WHAT IS BEING ASKED: Extend the text on Steven Sasson and the digital camera, picking up after its final sentence.

SOURCE DOCUMENT:
* * * * * * *

American electrical engineer

Steven J. Sasson is an American electrical engineer and the inventor of the self-contained (portable) digital camera. He joined Kodak shortly after his graduation from engineering school and retired from Kodak in 2009.

==Early life and education==
Sasson was born in Brooklyn, New York, the son of Ragnhild Tomine (Endresen) and John Vincent Sasson. His mother was Norwegian.

He attended and graduated from Brooklyn Technical High School. He is a 1972 (BS) and 1973 (MS) graduate of Rensselaer Polytechnic Institute in electrical engineering.

==First self-contained digital camera==
Steven Sasson developed a portable, battery operated, self-contained digital camera at Kodak in 1975. It weighed 8 lbs and used a Fairchild CCD image sensor having only 100 × 100 pixels (0.01 megapixels). The images were digitally recorded onto a cassette tape, a process that took twenty-three seconds per image. His camera took images in black and white. As he set out on his design project, he envisioned a camera without mechanical moving parts (although his device did have moving parts, such as the tape drive).

In 1977, Kodak filed a patent application on some features of Sasson's prototype camera. Titled "electronic still camera", the patent listed Sasson and Gareth Lloyd as co-inventors. The issued patent, U.S. patent number 4,131,919, claims an arrangement that allows the CCD to be read out quickly ("in real time") into a temporary buffer of random-access memory and then written to storage at the lower speed of the storage device. Some modern digital cameras still use such an arrangement, which had been described in an earlier MIT patent that also stored digital images using a digital tape recorder, but employed a vidicon sensor rather than a CCD. Sasson's prototype camera was first disclosed publicly in a May, 2000 presentation by Kodak which described the evolution of digital cameras.

* * * * * * *

INFORMATION SHOWN:
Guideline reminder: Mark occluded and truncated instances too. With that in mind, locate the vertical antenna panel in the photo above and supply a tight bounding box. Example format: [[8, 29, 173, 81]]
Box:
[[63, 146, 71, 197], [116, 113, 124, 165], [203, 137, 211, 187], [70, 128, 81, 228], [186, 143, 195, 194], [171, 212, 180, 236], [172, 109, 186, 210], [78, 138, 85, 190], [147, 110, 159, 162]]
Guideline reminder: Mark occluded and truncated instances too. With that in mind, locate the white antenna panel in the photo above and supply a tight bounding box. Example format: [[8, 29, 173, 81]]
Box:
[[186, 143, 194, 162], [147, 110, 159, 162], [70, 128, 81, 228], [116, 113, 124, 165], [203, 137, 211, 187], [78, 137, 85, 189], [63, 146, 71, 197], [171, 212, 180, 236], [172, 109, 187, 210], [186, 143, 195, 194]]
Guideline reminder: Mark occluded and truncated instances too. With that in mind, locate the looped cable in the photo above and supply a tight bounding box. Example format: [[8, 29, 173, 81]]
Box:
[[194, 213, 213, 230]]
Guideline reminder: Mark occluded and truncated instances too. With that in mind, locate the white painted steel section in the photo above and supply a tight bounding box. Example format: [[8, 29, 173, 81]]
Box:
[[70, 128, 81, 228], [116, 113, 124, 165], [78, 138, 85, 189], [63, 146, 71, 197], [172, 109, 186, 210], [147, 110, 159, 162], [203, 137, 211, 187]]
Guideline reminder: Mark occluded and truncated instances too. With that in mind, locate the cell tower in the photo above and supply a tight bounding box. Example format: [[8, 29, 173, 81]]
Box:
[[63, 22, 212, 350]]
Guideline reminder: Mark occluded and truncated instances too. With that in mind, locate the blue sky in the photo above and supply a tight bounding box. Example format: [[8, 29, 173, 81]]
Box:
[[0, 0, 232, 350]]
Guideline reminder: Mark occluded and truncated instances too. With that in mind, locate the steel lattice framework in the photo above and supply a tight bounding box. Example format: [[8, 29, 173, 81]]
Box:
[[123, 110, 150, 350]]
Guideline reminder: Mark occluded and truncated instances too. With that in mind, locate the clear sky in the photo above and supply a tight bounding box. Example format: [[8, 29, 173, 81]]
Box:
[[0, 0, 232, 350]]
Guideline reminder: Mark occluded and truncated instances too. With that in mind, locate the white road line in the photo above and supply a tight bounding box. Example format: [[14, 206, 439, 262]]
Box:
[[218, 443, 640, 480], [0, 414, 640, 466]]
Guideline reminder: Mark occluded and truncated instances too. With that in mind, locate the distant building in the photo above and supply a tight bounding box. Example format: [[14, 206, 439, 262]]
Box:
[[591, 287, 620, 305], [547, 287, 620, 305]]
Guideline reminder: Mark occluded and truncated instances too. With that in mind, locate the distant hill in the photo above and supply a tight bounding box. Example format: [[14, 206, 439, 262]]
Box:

* * * * * * *

RESULT OF THE TASK:
His prototype was not the first camera that produced digital images, but it was the first hand-held digital camera that included non-volatile storage. Earlier examples of digital cameras included the Multi Spectral Scanner on Landsat 1, developed by Virginia Norwood, which took digital photographs of Yosemite prior to its launch in 1972; cameras used for astronomical photography; experimental devices by Michael Francis Tompsett et al.; and the commercial product and hobbyist camera called the Cromemco Cyclops, a handheld digital camera that produced digital images which could be stored in a separate computer.

==Life and career==
His work on digital cameras began in 1975 with a broad assignment from his supervisor at Eastman Kodak Company, Gareth A. Lloyd: to attempt to build an electronic camera using a commercially available charge-coupled device (CCD). The resulting camera invention was awarded the U.S. patent number 4,131,919.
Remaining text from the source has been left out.